▶ _YOUR TASK_
Output exactly, please, the lines of the records below from the one containing "Query: sail mast" through the final line.

▶ _DATA RECORDS_
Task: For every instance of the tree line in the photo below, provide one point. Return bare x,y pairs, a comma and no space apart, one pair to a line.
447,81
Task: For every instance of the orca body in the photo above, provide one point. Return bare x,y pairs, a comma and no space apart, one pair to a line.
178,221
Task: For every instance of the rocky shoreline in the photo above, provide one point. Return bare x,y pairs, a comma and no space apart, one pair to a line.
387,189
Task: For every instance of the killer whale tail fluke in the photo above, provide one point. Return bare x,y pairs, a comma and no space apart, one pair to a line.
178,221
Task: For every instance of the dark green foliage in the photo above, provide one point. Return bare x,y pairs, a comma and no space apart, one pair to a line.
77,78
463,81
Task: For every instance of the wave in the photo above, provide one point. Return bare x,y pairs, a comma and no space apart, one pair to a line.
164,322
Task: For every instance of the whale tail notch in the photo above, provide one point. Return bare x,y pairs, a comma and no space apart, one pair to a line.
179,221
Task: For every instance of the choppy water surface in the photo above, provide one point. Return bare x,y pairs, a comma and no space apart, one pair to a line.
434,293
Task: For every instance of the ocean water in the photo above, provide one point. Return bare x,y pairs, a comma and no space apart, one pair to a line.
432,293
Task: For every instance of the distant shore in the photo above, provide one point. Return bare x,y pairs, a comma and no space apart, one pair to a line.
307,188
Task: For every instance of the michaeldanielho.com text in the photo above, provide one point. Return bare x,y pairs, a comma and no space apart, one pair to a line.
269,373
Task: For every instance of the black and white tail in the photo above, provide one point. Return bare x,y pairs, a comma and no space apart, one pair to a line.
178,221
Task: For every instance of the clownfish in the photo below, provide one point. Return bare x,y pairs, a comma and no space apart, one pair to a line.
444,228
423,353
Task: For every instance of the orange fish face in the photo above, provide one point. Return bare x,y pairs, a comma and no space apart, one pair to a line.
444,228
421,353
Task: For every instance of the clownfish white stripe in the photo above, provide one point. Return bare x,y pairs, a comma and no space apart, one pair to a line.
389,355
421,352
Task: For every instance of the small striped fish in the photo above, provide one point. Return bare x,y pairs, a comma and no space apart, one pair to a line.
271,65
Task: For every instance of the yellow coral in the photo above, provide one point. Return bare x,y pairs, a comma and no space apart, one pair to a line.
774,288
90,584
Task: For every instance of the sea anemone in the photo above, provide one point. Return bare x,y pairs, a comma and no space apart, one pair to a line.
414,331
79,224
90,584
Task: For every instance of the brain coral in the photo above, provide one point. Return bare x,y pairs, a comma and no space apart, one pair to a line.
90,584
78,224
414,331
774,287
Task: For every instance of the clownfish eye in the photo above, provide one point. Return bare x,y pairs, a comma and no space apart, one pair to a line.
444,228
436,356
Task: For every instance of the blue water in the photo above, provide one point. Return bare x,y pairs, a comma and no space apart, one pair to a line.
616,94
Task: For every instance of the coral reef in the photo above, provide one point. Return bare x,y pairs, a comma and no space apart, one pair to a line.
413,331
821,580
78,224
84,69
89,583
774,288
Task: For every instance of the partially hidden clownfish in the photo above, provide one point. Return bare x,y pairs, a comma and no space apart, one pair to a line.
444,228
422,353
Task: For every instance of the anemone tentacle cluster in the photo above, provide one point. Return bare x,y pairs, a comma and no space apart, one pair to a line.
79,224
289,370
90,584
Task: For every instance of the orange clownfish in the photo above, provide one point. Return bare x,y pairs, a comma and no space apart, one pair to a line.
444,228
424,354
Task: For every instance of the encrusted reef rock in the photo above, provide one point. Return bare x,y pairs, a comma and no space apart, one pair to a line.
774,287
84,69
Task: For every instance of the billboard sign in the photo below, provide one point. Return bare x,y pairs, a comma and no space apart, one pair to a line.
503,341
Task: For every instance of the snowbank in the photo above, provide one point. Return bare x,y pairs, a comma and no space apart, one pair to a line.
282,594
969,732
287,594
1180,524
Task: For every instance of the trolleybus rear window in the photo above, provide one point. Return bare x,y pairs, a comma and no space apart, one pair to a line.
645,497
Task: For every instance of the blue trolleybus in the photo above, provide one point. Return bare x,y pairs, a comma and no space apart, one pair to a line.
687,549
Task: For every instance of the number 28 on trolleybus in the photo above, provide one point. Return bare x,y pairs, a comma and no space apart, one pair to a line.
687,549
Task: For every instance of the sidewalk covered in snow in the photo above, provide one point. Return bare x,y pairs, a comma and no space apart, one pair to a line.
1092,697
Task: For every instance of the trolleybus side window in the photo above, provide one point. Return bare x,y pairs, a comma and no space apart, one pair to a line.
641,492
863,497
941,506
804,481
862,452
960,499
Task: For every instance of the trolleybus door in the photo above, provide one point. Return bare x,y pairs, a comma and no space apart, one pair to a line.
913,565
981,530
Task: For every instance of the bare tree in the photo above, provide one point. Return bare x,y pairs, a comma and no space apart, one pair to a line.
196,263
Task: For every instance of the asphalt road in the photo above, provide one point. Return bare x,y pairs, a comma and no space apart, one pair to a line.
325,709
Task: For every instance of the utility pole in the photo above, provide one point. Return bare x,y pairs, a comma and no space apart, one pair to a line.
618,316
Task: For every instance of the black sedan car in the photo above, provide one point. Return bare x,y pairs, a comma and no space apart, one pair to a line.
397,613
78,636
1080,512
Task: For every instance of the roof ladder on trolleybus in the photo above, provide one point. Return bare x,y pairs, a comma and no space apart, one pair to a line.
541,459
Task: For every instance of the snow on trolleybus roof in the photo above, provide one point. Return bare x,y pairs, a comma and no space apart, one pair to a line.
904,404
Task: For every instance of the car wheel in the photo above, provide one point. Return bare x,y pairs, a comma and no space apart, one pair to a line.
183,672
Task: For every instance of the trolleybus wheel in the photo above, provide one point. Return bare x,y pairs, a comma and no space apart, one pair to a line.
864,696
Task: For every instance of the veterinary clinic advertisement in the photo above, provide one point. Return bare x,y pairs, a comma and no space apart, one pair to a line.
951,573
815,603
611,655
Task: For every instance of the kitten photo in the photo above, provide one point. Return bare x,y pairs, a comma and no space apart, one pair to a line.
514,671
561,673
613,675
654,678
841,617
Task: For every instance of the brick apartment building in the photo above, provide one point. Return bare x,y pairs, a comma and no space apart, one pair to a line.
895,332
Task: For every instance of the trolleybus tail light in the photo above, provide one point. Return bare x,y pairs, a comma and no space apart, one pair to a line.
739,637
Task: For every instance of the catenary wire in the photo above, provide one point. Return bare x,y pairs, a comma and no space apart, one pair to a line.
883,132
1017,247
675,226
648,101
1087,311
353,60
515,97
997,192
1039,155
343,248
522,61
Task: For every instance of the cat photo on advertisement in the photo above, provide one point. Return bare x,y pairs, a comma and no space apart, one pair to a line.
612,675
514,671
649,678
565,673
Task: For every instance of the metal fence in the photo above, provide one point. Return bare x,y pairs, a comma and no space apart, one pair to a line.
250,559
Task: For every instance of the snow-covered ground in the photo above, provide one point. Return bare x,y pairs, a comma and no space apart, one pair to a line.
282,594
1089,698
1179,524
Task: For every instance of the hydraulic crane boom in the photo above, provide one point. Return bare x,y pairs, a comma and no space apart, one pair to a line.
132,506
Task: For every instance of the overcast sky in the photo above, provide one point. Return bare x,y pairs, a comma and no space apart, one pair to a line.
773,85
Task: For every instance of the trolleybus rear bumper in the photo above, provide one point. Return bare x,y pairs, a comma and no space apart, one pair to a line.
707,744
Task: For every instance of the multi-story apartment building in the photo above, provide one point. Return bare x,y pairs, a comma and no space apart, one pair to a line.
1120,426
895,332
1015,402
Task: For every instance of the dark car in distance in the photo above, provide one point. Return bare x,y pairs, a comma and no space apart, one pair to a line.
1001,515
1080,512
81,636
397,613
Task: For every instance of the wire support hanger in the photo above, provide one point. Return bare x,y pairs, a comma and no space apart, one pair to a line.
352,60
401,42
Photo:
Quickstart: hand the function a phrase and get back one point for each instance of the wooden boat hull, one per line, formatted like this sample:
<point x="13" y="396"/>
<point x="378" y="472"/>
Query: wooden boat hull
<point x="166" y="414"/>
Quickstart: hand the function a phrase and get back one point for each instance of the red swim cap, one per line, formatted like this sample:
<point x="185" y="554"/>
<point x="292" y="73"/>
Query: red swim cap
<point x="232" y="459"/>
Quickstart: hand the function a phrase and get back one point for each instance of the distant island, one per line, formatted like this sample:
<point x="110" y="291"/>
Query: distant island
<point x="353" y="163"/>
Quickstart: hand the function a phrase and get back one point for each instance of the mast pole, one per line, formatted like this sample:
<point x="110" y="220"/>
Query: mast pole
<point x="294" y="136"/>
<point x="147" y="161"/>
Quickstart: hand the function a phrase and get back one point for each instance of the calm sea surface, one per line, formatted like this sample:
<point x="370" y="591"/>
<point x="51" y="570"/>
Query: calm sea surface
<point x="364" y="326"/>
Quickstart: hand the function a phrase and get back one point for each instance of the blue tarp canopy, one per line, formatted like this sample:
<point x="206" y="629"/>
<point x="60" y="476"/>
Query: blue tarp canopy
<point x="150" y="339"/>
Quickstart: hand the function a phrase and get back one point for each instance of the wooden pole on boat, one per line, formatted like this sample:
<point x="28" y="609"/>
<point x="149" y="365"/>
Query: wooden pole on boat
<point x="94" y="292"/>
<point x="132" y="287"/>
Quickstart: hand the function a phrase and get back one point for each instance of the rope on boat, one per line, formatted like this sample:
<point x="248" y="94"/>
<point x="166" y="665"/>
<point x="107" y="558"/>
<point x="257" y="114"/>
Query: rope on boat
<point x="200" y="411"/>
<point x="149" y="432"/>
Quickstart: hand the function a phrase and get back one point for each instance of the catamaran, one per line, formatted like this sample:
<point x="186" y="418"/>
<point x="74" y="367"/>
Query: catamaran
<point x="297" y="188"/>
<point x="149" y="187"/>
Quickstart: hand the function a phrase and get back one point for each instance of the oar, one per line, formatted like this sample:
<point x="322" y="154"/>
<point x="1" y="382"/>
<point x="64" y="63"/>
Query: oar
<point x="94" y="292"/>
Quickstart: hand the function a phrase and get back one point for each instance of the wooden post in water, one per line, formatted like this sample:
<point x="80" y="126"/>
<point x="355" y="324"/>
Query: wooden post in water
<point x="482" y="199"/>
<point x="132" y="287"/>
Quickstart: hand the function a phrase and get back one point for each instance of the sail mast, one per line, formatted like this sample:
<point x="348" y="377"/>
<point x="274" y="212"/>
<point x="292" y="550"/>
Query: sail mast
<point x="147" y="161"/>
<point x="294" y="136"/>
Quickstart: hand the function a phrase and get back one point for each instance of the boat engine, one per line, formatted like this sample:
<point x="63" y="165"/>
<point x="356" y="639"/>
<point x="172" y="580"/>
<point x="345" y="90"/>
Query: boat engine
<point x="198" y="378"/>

▶ _TASK RESPONSE_
Query: sail mast
<point x="147" y="161"/>
<point x="294" y="136"/>
Quickstart: hand the function a phrase and get back one point for each instance of the boat engine, one per line, formatted like this sample:
<point x="63" y="165"/>
<point x="356" y="639"/>
<point x="172" y="580"/>
<point x="345" y="90"/>
Query: boat engine
<point x="198" y="378"/>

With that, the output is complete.